◆ TESTO DI PARTENZA
----

Dopo il passaggio al Far East Festival di Udine, e, soprattutto, dopo l'assegnazione dell'oscar, lo scorso anno, come miglior film straniero, arriva in Italia il film del giapponese Yojiro Takita, Departures, in originale Okuribito (colui che invia). Il regista viene dal cinema di genere (i fantasy horror ying yang masters 1 e 2), ma qui, cambia completamente registro, regalandoci una storia delicata, lieve e piena di humor (forse troppo). Al centro della vicenda vi è il Nokanshi, pratica che concerne la vestizione e il trucco del cadavere di fronte ai parenti del defunto.

Il soggetto principale della vicenda è Daigo Kobayashi, che in seguito allo scioglimento dell'orchestra, di cui è uno dei violoncellisti, decide di tornare con la moglie al suo paese natio per andare ad abitare nella casa in cui è cresciuto da solo con la madre, in seguito all'abbandono di entrambi del padre, e che la donna gli ha lasciato in eredità. Qui Daigo trova un impiego come assistente di un “tanato-esteta”, come viene definito dalla traduzione italiana del film, un professionista che riveste e lava i defunti per prepararli alla cremazione.

----

◆ RIGHE ARCHIVIATE
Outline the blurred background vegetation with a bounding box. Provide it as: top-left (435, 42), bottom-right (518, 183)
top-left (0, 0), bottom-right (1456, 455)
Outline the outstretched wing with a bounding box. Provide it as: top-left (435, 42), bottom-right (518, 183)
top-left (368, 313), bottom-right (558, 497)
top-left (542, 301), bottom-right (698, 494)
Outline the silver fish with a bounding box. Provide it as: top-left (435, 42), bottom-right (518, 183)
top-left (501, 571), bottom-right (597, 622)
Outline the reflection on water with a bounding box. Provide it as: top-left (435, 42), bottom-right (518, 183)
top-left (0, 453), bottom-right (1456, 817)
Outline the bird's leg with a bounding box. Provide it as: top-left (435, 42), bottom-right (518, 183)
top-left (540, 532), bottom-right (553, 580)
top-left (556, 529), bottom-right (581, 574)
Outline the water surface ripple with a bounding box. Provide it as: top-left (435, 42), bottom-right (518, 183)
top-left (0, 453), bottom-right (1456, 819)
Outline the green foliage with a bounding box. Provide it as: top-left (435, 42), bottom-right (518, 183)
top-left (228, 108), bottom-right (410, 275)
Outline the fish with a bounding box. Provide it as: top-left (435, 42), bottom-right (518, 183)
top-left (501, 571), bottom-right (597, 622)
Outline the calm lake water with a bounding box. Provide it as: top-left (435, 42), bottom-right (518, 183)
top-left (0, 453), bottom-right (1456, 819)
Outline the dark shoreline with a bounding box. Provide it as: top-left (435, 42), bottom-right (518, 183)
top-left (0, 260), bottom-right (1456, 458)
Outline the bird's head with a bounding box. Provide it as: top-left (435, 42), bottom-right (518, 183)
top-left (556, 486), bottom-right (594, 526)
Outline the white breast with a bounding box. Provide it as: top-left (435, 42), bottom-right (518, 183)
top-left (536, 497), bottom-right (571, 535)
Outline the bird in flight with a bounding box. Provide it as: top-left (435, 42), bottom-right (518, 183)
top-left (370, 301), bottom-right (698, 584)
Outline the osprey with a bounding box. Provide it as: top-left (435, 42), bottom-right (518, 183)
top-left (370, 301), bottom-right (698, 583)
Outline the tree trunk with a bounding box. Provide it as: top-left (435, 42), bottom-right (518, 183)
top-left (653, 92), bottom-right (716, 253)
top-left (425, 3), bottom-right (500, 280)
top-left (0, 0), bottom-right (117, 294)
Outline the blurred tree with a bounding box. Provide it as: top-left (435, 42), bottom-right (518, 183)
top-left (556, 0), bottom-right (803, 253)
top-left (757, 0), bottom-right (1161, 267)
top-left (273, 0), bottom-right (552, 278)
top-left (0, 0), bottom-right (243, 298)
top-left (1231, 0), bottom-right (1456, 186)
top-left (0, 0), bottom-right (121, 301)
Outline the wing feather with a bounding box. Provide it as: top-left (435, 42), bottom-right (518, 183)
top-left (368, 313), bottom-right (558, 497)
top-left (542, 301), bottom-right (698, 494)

----

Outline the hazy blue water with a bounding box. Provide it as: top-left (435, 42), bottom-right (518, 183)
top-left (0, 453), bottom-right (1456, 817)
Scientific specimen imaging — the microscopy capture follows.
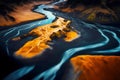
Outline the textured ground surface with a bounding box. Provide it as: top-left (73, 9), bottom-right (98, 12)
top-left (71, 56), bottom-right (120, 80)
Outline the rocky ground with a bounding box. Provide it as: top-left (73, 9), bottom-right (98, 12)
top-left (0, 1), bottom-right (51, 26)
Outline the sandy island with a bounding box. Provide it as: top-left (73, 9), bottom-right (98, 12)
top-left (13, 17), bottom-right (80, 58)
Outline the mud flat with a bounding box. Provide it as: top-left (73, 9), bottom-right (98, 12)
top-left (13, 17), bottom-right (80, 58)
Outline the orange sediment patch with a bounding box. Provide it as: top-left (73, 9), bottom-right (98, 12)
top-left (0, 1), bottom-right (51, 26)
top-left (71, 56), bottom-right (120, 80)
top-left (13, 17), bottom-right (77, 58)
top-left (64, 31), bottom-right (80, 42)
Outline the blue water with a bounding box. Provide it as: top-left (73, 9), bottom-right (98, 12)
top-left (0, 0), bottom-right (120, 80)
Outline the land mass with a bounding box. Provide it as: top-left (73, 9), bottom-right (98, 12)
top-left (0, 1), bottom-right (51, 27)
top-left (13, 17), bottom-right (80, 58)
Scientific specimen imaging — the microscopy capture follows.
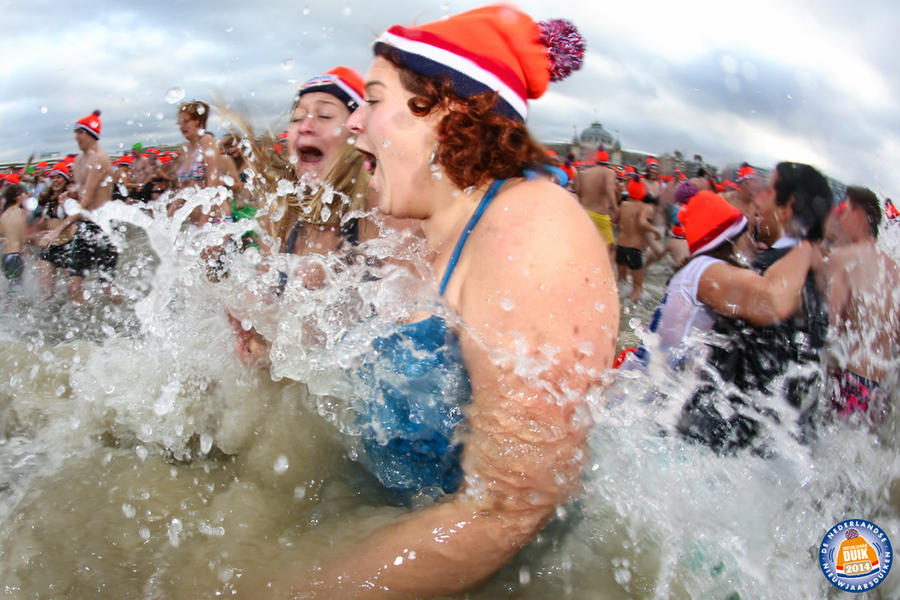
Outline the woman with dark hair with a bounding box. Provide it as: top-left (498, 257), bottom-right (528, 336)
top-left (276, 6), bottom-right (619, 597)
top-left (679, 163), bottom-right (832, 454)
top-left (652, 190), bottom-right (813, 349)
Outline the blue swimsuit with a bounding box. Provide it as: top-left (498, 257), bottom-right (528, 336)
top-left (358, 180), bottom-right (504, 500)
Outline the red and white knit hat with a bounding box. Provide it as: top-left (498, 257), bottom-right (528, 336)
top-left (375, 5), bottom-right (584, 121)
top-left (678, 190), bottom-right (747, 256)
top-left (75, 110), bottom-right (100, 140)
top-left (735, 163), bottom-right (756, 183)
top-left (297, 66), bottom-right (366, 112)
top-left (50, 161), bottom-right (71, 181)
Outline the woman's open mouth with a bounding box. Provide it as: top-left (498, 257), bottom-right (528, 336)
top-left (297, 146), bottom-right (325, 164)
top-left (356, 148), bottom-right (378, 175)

----

◆ OBIETTIVO DEL COMPITO
Per favore, indica quale strumento suonava Daigo Kobayashi nell'orchestra secondo il testo su Departures. Le righe provengono da una fonte diversa dal testo su Departures.

◆ SOLUZIONE DELL'ESERCIZIO
Il violoncello.